▶
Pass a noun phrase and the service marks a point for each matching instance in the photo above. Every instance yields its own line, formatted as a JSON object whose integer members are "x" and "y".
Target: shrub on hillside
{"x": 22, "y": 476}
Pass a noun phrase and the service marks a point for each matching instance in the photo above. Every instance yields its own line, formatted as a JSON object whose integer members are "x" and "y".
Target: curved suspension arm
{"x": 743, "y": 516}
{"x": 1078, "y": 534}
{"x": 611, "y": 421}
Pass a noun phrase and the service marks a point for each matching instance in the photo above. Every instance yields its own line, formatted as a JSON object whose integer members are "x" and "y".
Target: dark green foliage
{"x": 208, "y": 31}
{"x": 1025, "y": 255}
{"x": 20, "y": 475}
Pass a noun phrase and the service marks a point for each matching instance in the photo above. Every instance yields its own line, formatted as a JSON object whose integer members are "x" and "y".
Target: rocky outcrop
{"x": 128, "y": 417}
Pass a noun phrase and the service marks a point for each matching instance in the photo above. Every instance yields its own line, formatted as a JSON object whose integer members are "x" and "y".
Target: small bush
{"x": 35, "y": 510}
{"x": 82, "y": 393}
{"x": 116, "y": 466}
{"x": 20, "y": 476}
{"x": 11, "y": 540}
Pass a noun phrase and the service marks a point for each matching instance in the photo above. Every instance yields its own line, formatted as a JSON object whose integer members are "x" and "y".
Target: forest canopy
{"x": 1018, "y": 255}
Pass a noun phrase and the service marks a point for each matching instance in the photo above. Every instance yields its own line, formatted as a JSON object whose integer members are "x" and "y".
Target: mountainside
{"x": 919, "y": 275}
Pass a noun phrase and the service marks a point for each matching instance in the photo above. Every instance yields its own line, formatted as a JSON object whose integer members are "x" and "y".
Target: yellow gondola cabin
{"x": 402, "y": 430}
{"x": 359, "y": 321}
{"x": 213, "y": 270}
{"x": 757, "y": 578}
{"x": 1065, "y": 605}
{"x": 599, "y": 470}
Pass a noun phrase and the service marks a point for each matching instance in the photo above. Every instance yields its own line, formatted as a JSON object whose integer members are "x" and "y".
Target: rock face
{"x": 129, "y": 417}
◀
▶
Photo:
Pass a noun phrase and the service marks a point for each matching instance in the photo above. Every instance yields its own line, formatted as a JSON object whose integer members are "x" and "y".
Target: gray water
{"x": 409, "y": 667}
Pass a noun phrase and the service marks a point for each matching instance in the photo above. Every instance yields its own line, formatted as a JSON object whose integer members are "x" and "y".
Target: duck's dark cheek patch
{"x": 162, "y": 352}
◀
▶ Task instructions:
Pull out every row above that contains the string "Target" and copy each one in full. Case counts.

▶ Answer to this problem:
Target: shrub on hillside
Target: curved suspension arm
Target: dark green foliage
Target: rocky outcrop
Target: small bush
Target: forest canopy
Target: mountainside
Target: yellow gondola cabin
Target: rock face
Target: gray water
Target: duck's dark cheek patch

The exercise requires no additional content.